Copy the lines of the records from the line with "target: roof" up to and including the line with "Return the outline of every instance of the roof", swapping each "roof" for "rooftop" and leaving everything else unchanged.

-- begin Record extracts --

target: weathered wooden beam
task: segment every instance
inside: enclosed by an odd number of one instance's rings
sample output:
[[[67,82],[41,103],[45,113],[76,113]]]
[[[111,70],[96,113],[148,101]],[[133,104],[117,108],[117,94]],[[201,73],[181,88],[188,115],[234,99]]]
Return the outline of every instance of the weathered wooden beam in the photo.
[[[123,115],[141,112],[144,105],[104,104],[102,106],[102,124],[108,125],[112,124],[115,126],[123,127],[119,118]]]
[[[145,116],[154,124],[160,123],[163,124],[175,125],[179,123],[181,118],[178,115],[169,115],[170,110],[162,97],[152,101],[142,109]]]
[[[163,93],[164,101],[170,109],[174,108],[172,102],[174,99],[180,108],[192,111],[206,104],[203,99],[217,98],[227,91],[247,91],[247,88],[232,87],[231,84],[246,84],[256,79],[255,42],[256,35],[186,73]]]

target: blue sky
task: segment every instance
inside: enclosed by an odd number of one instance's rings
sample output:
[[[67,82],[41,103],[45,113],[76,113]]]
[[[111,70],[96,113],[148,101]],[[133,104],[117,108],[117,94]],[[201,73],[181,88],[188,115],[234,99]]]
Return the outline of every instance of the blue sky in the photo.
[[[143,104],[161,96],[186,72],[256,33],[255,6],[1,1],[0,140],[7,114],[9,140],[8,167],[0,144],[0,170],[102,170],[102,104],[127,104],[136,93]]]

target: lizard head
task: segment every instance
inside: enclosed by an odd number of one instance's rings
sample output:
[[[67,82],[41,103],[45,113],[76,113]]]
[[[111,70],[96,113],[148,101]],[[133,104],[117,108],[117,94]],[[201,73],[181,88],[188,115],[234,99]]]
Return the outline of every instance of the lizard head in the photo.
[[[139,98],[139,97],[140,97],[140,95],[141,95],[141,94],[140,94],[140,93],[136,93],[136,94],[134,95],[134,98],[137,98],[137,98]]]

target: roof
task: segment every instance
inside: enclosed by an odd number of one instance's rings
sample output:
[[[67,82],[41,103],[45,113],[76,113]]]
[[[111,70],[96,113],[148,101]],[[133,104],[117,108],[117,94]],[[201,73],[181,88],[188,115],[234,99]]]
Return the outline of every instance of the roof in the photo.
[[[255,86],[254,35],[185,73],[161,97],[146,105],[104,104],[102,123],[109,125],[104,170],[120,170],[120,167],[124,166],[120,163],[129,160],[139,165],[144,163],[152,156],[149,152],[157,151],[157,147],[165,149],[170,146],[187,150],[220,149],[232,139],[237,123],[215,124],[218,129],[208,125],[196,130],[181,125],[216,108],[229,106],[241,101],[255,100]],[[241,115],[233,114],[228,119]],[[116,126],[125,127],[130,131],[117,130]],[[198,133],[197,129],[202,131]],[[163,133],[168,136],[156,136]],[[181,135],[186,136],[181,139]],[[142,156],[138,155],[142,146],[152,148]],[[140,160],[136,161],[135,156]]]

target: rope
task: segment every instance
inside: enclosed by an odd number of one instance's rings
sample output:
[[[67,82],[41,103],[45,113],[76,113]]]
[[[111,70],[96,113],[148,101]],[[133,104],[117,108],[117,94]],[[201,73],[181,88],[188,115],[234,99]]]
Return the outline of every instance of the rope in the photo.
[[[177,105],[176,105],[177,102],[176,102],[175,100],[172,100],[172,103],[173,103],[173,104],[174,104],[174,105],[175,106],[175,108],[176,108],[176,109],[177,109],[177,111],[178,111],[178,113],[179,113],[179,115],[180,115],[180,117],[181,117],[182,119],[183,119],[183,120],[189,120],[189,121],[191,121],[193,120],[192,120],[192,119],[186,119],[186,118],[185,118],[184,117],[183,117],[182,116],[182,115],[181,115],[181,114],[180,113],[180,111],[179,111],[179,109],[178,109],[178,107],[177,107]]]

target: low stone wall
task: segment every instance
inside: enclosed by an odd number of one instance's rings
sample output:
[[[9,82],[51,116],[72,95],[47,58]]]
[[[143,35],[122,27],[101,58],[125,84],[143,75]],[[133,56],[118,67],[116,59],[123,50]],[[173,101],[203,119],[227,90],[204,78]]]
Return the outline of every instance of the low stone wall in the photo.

-- end Record extracts --

* **Written response**
target: rooftop
task: segment every instance
inside: enclosed by an odd number of one instance's rings
sample output:
[[[67,82],[41,103],[45,113],[76,113]]]
[[[111,70],[96,113],[148,101]],[[133,104],[117,108],[117,94]],[[201,73],[181,88],[188,115],[234,99]]]
Return the outline of every instance of the rooftop in the photo.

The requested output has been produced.